## Exercise brief
Your copy should match the records exactly, except that it contains no pictures.

## Information
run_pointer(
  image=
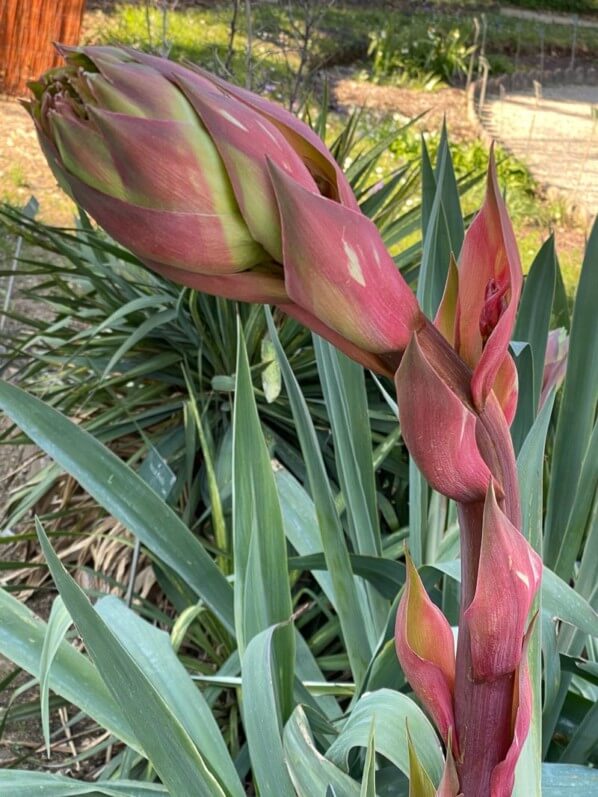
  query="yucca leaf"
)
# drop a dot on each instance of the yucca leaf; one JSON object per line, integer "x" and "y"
{"x": 172, "y": 752}
{"x": 310, "y": 772}
{"x": 72, "y": 675}
{"x": 152, "y": 651}
{"x": 262, "y": 591}
{"x": 19, "y": 783}
{"x": 262, "y": 715}
{"x": 578, "y": 405}
{"x": 391, "y": 712}
{"x": 334, "y": 545}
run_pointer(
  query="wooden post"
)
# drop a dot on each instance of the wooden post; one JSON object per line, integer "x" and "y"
{"x": 27, "y": 30}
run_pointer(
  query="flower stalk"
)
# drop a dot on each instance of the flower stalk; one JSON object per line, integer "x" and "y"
{"x": 222, "y": 191}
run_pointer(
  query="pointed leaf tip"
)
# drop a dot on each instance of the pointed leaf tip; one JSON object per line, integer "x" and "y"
{"x": 425, "y": 648}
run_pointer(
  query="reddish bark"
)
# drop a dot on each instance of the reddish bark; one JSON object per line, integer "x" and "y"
{"x": 27, "y": 30}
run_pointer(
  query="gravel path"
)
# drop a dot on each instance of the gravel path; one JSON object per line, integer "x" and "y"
{"x": 556, "y": 135}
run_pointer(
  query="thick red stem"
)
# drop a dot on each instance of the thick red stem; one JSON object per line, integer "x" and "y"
{"x": 483, "y": 709}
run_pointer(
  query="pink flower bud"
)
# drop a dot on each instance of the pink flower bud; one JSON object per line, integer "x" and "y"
{"x": 338, "y": 269}
{"x": 425, "y": 649}
{"x": 477, "y": 316}
{"x": 509, "y": 575}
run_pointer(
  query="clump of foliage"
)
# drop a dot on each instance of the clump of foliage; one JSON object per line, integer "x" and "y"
{"x": 430, "y": 57}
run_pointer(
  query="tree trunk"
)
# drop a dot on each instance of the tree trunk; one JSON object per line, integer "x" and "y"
{"x": 27, "y": 30}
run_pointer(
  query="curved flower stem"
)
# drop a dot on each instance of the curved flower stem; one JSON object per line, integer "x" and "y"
{"x": 483, "y": 709}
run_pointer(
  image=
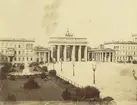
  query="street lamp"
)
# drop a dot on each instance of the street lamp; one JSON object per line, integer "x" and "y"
{"x": 134, "y": 72}
{"x": 61, "y": 63}
{"x": 94, "y": 69}
{"x": 53, "y": 63}
{"x": 73, "y": 63}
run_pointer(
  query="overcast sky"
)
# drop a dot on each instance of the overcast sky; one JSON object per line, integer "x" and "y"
{"x": 98, "y": 20}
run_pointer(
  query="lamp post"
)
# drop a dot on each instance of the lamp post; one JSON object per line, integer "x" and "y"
{"x": 134, "y": 72}
{"x": 73, "y": 63}
{"x": 53, "y": 63}
{"x": 94, "y": 70}
{"x": 61, "y": 63}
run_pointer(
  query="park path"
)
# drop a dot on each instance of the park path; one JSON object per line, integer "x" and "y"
{"x": 49, "y": 91}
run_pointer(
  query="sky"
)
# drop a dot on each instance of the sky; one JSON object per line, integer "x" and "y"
{"x": 98, "y": 20}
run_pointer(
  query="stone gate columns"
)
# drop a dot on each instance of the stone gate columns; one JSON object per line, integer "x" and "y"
{"x": 73, "y": 53}
{"x": 65, "y": 48}
{"x": 58, "y": 53}
{"x": 85, "y": 54}
{"x": 79, "y": 54}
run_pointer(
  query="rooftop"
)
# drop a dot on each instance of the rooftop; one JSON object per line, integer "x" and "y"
{"x": 120, "y": 42}
{"x": 39, "y": 48}
{"x": 17, "y": 39}
{"x": 98, "y": 49}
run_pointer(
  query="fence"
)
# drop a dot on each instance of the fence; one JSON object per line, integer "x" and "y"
{"x": 70, "y": 81}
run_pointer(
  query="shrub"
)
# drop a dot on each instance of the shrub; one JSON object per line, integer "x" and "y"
{"x": 35, "y": 69}
{"x": 66, "y": 95}
{"x": 2, "y": 76}
{"x": 12, "y": 70}
{"x": 5, "y": 68}
{"x": 66, "y": 82}
{"x": 44, "y": 69}
{"x": 21, "y": 66}
{"x": 43, "y": 76}
{"x": 134, "y": 62}
{"x": 79, "y": 92}
{"x": 52, "y": 72}
{"x": 31, "y": 84}
{"x": 11, "y": 97}
{"x": 30, "y": 65}
{"x": 91, "y": 92}
{"x": 12, "y": 77}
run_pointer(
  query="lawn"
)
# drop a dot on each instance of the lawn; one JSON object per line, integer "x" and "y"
{"x": 49, "y": 91}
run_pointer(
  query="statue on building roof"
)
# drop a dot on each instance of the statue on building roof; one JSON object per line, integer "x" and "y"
{"x": 68, "y": 34}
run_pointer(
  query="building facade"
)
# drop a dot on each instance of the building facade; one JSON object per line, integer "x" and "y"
{"x": 42, "y": 54}
{"x": 101, "y": 54}
{"x": 17, "y": 50}
{"x": 125, "y": 51}
{"x": 68, "y": 48}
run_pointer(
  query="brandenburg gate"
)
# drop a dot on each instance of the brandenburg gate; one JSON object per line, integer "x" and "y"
{"x": 68, "y": 48}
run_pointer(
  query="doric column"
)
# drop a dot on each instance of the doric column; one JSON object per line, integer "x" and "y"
{"x": 48, "y": 56}
{"x": 58, "y": 53}
{"x": 65, "y": 48}
{"x": 73, "y": 53}
{"x": 109, "y": 56}
{"x": 102, "y": 56}
{"x": 52, "y": 52}
{"x": 105, "y": 57}
{"x": 85, "y": 54}
{"x": 79, "y": 53}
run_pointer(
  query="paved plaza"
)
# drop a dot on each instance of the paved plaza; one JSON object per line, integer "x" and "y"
{"x": 49, "y": 91}
{"x": 113, "y": 79}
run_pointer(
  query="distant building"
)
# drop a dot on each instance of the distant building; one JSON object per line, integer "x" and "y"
{"x": 134, "y": 37}
{"x": 101, "y": 54}
{"x": 17, "y": 50}
{"x": 124, "y": 50}
{"x": 42, "y": 54}
{"x": 68, "y": 48}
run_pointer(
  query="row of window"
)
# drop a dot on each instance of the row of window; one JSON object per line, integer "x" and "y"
{"x": 122, "y": 58}
{"x": 126, "y": 53}
{"x": 41, "y": 53}
{"x": 125, "y": 47}
{"x": 16, "y": 45}
{"x": 23, "y": 59}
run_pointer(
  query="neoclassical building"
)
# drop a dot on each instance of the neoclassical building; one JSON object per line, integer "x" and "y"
{"x": 101, "y": 54}
{"x": 41, "y": 54}
{"x": 68, "y": 48}
{"x": 17, "y": 50}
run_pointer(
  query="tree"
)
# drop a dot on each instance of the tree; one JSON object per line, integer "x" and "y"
{"x": 52, "y": 72}
{"x": 11, "y": 97}
{"x": 44, "y": 69}
{"x": 31, "y": 84}
{"x": 91, "y": 92}
{"x": 43, "y": 76}
{"x": 66, "y": 95}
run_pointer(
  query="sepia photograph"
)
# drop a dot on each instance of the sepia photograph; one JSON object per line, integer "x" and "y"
{"x": 68, "y": 52}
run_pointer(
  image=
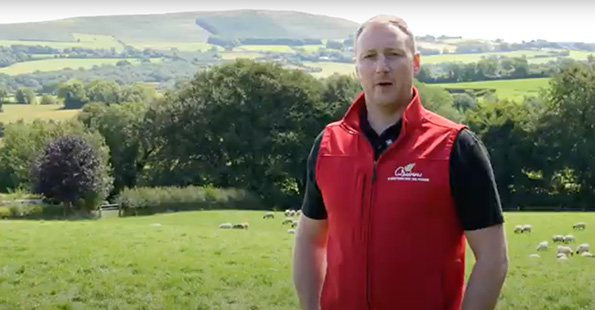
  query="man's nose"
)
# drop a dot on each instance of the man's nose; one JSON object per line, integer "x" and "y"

## Result of this task
run_pointer(
  image=
  query="yucca leaf"
)
# drop a dot on each instance of the yucca leaf; one JSON object per line, integer "x" and "y"
{"x": 172, "y": 752}
{"x": 310, "y": 772}
{"x": 72, "y": 675}
{"x": 152, "y": 651}
{"x": 262, "y": 591}
{"x": 19, "y": 783}
{"x": 262, "y": 715}
{"x": 578, "y": 405}
{"x": 391, "y": 712}
{"x": 334, "y": 545}
run_pointer(
  query="wooden post"
)
# drop a dot on each instance of the wooden post; one JSON object per line, integer "x" and "y"
{"x": 27, "y": 30}
run_pointer(
  query="flower stalk"
)
# drop a dot on each instance of the flower stalk; one JSON object per line, integer "x" and "y"
{"x": 222, "y": 191}
run_pointer(
  query="pointed leaf tip"
)
# drop a dot on each instance of the pointed leaf tip; one JSON object per line, integer "x" and "y"
{"x": 425, "y": 648}
run_pointer(
  query="reddish bark"
)
# drop a dot on each instance of the reddish bark; one JSON object per line, integer "x" and "y"
{"x": 27, "y": 30}
run_pointer(
  query="gravel path"
)
# drop a dot on each instance of the gravel path; one JSON object per line, integer "x" and "y"
{"x": 556, "y": 135}
run_pointer(
  query="thick red stem"
)
# drop a dot on each instance of the thick red stem; one JSON object per line, integer "x" and "y"
{"x": 483, "y": 709}
run_pointer(
  query="pink flower bud"
)
# drop a dot on each instance of the pink flower bud; one JSON object per line, integer "x" and "y"
{"x": 338, "y": 269}
{"x": 425, "y": 649}
{"x": 477, "y": 316}
{"x": 509, "y": 575}
run_pointer(
  query="clump of foliage"
)
# drop a dot on each instance of the clump of foliage; one JSON object per line, integer "x" and "y"
{"x": 430, "y": 57}
run_pointer(
  query="tree trunk"
)
# drop a dot on each instance of the tree trunk; one JSON object per line, integer "x" and "y"
{"x": 27, "y": 30}
run_pointer(
  query="curved flower stem"
)
# drop a dot on each instance of the curved flower stem; one JSON object per line, integer "x" and "y"
{"x": 483, "y": 709}
run_pointer(
  image=
  query="street lamp"
)
# drop a dot on each instance of the street lamp; one JSON object per line, integer "x" and "y"
{"x": 134, "y": 72}
{"x": 61, "y": 63}
{"x": 94, "y": 69}
{"x": 53, "y": 63}
{"x": 73, "y": 63}
run_pointer(
  query="overcast sky"
)
# drop a dot on each instance of the overcast sky; one JSON object per line, integer "x" and "y"
{"x": 98, "y": 20}
run_pointer(
  query="lamp post"
)
# drop a dot on each instance of the lamp post; one JSON object per line, integer "x" and "y"
{"x": 134, "y": 72}
{"x": 73, "y": 63}
{"x": 53, "y": 63}
{"x": 94, "y": 70}
{"x": 61, "y": 63}
run_pointer(
  query="park path"
)
# drop a dot on each instance of the park path; one JSON object per line, integer "x" and "y"
{"x": 49, "y": 91}
run_pointer(
  query="sky"
)
# drop a dot on each instance of the sky; one JSON object per line, integer "x" and "y"
{"x": 98, "y": 20}
run_pointer(
  query="stone gate columns"
)
# drop a dot on each instance of the stone gate columns; one JSON object per line, integer "x" and "y"
{"x": 73, "y": 53}
{"x": 65, "y": 48}
{"x": 58, "y": 53}
{"x": 85, "y": 54}
{"x": 79, "y": 54}
run_pointer(
  query="rooftop"
)
# drop a dot on each instance of the rooftop; one JSON object per line, integer "x" and "y"
{"x": 120, "y": 42}
{"x": 39, "y": 48}
{"x": 17, "y": 39}
{"x": 98, "y": 49}
run_pointer(
  query="fence"
)
# drop a dot on each instance of the fence; one JSON object per line, integer "x" and "y"
{"x": 70, "y": 81}
run_pointer(
  query="shrub"
)
# drop a dot on each instance of the shrub; one JSON object per line, integer "x" and "y"
{"x": 35, "y": 69}
{"x": 66, "y": 95}
{"x": 2, "y": 76}
{"x": 12, "y": 70}
{"x": 5, "y": 68}
{"x": 66, "y": 82}
{"x": 44, "y": 69}
{"x": 21, "y": 66}
{"x": 43, "y": 76}
{"x": 134, "y": 62}
{"x": 79, "y": 92}
{"x": 52, "y": 72}
{"x": 31, "y": 84}
{"x": 11, "y": 97}
{"x": 30, "y": 65}
{"x": 91, "y": 92}
{"x": 12, "y": 77}
run_pointer(
  query="lawn"
)
# drop a dot on each instance of the lawn; one JSON object per line, integer "x" and "y"
{"x": 49, "y": 91}
run_pointer(
  query="statue on building roof"
)
# drop a dot on each instance of the statue on building roof; one JSON object per line, integer "x" and "y"
{"x": 68, "y": 34}
run_pointer(
  query="building facade"
)
# drop a dot on each instance of the building facade; one JSON object per line, integer "x" and "y"
{"x": 42, "y": 54}
{"x": 101, "y": 54}
{"x": 17, "y": 50}
{"x": 125, "y": 51}
{"x": 68, "y": 48}
run_pointer(
  query="brandenburg gate"
)
# drop a dot on each instance of the brandenburg gate; one JSON object per line, integer "x" and "y"
{"x": 68, "y": 48}
run_pointer(
  query="doric column"
)
# drop a dot on each instance of the doric column; one JSON object per line, integer "x" and "y"
{"x": 48, "y": 56}
{"x": 58, "y": 53}
{"x": 65, "y": 48}
{"x": 73, "y": 53}
{"x": 109, "y": 56}
{"x": 102, "y": 56}
{"x": 52, "y": 52}
{"x": 105, "y": 57}
{"x": 85, "y": 54}
{"x": 79, "y": 53}
run_pointer(
  query="paved plaza"
)
# drop a dot on each instance of the paved plaza; one JSON object per line, integer "x" and "y"
{"x": 49, "y": 91}
{"x": 113, "y": 79}
run_pointer(
  query="distant building"
)
# drop a dot on each instance of the distant building; one JSON object per line, integer "x" and "y"
{"x": 134, "y": 37}
{"x": 101, "y": 54}
{"x": 17, "y": 50}
{"x": 124, "y": 50}
{"x": 42, "y": 54}
{"x": 68, "y": 48}
run_pointer(
  query="row of window"
)
# drop a dot on each instance of the row of window; one JSON object per line, integer "x" and "y"
{"x": 122, "y": 58}
{"x": 126, "y": 53}
{"x": 41, "y": 53}
{"x": 125, "y": 47}
{"x": 16, "y": 45}
{"x": 23, "y": 59}
run_pointer(
  query="neoclassical building"
)
# drop a dot on each instance of the neoclassical building; one JSON object per line, integer "x" and "y"
{"x": 101, "y": 54}
{"x": 41, "y": 54}
{"x": 68, "y": 48}
{"x": 17, "y": 50}
run_pointer(
  query="tree"
)
# drop a dot on each instance of the tree; one JSON object per line, integer "x" and "y"
{"x": 52, "y": 72}
{"x": 11, "y": 97}
{"x": 44, "y": 69}
{"x": 31, "y": 84}
{"x": 91, "y": 92}
{"x": 43, "y": 76}
{"x": 66, "y": 95}
run_pointer(
  query="sepia photograph"
)
# drop a dot on each instance of the sepia photograph; one JSON object per line, integer "x" and "y"
{"x": 68, "y": 52}
run_pointer(
  image=
  query="man's nose"
)
# drop a dot on each instance of the man's nose; one JSON object per line, integer "x" and "y"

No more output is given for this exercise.